* Exercise *
Copy out every line in the rows below that contains the word "branch".

━━━━━━━━━━━━━━━━

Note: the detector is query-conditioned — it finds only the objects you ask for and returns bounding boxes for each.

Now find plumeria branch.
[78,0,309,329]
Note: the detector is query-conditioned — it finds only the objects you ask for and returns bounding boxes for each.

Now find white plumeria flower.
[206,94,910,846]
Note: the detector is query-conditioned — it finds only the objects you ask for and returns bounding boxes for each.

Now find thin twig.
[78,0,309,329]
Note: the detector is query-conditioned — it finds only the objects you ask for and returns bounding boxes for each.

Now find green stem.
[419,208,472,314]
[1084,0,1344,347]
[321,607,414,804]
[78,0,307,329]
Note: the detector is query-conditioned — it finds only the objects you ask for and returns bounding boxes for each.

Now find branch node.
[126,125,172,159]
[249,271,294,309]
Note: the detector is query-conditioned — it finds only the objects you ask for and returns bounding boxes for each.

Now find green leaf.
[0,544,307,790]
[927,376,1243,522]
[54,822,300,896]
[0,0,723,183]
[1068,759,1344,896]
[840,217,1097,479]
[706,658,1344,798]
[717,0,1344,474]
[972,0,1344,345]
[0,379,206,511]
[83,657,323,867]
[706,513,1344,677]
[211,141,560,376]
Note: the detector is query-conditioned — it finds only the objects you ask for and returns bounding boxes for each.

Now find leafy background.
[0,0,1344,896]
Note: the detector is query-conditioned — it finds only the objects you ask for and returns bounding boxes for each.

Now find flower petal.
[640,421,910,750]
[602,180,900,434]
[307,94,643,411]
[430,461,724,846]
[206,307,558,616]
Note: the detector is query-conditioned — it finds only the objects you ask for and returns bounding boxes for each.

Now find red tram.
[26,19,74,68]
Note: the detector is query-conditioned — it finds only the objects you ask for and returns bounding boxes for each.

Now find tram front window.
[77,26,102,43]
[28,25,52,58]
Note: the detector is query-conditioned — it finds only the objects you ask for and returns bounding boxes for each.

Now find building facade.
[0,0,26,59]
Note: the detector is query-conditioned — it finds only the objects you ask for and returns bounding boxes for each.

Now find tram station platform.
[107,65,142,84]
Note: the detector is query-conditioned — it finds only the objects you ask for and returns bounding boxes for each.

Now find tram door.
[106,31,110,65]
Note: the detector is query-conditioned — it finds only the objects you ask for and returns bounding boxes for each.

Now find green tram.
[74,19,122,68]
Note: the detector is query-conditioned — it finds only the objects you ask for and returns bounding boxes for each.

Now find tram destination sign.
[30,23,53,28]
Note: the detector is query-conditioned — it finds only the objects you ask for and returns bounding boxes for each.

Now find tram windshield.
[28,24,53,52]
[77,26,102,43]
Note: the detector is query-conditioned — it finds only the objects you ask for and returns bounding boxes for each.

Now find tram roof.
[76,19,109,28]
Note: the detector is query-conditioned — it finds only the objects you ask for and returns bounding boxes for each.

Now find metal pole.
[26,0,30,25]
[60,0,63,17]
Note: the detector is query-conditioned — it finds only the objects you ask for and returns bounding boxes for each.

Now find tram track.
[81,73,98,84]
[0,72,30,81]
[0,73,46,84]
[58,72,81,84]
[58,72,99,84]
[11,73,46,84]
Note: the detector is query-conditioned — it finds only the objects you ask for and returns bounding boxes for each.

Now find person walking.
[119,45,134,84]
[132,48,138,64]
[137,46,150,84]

━━━━━━━━━━━━━━━━

* Solution to the problem *
Now find plumeria branch.
Now find branch node.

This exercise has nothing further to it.